EXERCISE DIRECTIONS:
Return a copy of every line in the records that includes the word "present".

EXTRACTED INFORMATION:
──────────

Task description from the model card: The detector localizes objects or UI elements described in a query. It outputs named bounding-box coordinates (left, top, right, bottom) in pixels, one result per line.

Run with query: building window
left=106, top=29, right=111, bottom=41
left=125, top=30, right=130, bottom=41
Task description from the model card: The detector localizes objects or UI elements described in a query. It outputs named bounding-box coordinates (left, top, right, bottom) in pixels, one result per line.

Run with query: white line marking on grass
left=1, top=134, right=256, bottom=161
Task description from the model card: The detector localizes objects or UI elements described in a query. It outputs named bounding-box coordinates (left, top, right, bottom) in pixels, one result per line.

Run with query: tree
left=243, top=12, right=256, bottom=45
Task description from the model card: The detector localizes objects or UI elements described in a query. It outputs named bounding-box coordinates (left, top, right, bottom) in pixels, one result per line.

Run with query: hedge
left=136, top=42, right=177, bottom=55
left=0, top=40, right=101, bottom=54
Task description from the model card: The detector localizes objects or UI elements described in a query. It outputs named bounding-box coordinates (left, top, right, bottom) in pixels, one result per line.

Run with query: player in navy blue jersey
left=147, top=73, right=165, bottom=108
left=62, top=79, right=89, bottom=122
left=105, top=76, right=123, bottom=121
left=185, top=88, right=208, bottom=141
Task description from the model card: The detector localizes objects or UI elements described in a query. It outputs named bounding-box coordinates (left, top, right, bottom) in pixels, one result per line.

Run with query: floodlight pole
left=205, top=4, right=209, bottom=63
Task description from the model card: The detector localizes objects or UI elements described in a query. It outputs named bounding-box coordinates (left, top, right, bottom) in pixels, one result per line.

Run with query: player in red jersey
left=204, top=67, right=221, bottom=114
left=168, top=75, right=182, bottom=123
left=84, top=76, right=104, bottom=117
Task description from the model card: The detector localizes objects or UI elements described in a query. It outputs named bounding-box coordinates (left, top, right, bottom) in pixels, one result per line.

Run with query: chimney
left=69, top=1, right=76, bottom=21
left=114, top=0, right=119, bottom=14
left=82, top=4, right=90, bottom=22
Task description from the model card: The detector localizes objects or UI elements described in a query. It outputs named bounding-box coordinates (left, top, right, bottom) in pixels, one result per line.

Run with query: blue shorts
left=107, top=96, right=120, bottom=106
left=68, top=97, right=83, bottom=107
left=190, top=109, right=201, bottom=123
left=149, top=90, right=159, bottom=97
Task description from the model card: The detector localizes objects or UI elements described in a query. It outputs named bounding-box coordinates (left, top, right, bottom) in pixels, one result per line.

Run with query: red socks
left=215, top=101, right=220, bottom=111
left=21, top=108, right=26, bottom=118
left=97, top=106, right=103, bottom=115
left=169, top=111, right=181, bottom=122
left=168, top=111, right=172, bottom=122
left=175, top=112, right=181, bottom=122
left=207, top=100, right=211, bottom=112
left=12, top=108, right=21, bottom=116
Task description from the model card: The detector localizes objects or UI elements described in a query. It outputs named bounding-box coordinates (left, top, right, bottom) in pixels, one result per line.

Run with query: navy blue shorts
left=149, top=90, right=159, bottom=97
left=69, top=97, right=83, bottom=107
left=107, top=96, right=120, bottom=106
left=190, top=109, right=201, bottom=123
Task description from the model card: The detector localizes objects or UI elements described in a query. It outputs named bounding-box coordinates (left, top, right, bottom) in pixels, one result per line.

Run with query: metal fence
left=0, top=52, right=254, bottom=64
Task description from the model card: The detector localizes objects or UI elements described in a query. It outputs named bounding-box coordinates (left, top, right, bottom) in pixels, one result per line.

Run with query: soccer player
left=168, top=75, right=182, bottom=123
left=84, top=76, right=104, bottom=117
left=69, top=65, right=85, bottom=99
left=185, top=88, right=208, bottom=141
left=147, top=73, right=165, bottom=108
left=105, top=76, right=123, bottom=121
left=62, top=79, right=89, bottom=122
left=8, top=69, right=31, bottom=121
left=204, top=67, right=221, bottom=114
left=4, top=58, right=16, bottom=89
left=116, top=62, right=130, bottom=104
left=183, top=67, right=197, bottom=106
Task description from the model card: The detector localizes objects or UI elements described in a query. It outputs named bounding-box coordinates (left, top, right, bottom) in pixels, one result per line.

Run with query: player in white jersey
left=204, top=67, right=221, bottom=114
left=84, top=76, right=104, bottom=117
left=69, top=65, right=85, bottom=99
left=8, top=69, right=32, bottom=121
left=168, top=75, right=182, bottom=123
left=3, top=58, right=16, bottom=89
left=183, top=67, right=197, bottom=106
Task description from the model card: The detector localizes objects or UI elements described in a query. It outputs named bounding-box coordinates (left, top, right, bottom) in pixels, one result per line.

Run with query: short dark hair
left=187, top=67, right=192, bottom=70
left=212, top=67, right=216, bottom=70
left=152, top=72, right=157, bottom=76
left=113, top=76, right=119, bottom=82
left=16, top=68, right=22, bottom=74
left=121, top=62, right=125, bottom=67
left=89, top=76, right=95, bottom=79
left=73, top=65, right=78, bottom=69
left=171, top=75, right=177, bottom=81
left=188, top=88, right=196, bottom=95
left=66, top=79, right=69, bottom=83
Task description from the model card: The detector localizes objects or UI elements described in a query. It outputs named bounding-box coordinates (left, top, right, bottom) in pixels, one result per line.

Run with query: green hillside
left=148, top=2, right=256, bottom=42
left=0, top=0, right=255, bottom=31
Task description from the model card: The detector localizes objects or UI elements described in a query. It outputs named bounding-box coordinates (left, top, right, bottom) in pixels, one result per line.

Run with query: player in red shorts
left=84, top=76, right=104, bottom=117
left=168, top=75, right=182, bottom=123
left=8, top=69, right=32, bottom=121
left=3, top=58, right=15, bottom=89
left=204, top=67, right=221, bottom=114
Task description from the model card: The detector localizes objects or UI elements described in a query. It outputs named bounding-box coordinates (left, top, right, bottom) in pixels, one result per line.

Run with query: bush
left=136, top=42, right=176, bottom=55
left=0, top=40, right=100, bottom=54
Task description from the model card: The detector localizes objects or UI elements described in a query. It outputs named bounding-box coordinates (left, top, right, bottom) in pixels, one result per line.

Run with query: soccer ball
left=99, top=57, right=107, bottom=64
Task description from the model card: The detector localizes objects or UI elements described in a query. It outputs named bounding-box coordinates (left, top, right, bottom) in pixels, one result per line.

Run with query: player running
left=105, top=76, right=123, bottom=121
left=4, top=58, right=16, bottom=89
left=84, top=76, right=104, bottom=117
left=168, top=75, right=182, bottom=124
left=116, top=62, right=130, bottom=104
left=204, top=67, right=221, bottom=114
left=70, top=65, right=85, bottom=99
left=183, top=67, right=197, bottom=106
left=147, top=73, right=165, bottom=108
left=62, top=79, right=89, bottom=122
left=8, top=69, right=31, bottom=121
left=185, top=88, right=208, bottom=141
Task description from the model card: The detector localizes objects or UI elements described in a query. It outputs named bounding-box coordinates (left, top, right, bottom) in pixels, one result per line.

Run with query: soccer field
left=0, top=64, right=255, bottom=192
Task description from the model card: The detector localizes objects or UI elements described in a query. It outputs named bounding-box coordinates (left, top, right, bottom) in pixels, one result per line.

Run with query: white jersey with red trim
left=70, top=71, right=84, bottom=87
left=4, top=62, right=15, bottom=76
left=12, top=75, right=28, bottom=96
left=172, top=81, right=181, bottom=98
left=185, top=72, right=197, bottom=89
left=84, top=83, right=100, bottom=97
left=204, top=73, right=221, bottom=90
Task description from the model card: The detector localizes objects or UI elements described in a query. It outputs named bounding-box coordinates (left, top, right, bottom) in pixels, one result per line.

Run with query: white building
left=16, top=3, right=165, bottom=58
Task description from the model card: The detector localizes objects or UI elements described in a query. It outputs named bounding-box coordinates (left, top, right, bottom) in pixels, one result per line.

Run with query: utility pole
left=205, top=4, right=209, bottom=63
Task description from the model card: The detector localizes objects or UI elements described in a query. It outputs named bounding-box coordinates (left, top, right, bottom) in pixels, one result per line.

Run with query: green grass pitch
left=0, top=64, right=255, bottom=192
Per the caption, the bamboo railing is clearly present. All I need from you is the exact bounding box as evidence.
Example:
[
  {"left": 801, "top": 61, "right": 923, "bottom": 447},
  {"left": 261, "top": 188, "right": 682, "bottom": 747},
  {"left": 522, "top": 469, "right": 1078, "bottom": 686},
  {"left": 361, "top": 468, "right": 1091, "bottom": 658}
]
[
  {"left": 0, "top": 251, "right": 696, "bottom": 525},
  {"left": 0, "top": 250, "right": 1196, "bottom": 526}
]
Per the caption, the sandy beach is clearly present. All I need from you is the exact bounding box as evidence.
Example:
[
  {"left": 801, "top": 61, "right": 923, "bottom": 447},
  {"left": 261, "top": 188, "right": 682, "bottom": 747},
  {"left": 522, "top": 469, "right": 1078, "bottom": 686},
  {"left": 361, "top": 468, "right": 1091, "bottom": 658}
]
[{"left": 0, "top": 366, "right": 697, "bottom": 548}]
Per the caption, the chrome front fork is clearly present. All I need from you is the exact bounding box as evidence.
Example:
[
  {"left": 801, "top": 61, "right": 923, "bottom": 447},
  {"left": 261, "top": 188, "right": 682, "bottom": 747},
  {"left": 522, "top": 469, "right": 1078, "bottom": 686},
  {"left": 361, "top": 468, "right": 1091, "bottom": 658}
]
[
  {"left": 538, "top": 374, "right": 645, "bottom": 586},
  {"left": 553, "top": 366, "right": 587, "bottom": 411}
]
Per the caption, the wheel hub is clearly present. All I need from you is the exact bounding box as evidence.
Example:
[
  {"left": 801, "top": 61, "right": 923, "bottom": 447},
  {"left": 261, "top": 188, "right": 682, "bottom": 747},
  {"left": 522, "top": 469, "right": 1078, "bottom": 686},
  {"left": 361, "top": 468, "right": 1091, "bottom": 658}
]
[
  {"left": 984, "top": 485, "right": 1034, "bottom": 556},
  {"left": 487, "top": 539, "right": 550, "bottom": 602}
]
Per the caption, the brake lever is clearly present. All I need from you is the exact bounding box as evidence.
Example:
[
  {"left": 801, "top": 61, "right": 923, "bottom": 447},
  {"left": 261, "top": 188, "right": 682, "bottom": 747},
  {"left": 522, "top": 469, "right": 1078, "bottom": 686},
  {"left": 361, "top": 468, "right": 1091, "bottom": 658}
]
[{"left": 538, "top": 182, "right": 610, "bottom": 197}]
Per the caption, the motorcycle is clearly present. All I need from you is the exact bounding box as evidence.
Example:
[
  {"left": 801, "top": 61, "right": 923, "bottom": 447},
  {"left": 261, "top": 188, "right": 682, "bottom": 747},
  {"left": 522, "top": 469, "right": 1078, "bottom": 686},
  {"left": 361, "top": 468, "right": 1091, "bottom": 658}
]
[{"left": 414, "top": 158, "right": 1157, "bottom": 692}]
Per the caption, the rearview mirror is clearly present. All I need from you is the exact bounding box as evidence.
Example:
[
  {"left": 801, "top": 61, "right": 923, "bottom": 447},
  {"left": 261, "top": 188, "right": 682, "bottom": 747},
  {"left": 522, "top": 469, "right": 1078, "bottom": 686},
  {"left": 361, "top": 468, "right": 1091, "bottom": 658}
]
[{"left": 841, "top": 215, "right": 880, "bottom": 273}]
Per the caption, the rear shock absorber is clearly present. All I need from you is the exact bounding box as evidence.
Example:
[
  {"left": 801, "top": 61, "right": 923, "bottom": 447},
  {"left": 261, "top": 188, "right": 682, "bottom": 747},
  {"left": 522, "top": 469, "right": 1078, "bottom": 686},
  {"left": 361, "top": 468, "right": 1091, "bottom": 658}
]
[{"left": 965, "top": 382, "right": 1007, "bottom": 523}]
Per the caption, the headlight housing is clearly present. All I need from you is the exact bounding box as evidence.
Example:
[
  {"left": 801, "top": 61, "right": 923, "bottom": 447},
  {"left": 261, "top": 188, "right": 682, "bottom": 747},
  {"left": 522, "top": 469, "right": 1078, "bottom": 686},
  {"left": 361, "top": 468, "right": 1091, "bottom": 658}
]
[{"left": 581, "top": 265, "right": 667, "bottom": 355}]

──────────

ANSWER FOR THIS EXERCISE:
Per the caption, the bamboo railing is clearly present. All I need from you is the exact bounding box as evidence.
Per the caption, the sandy beach is clearly present. All I need from you is the exact bounding box as evidence.
Per the caption, the chrome front fork is clearly present. All I need from you is the exact bounding box as evidence.
Per the caption, the wheel hub is clearly present. All I need from you is the exact bounding box as evidence.
Per the caption, the brake lever is clearly present. All I need from you is the exact bounding box as evidence.
Per the caption, the motorcycle is clearly present. All I need from you is the exact bounding box as evidence.
Per the caption, the rearview mirror is clearly present. All I need from you is the exact bounding box as evidence.
Per the caption, the rear shock absorber is clearly present. All I need from you is the exact bounding box as evidence.
Per the caption, the headlight housing is clearly present. All I need from you is the exact bounding box as evidence.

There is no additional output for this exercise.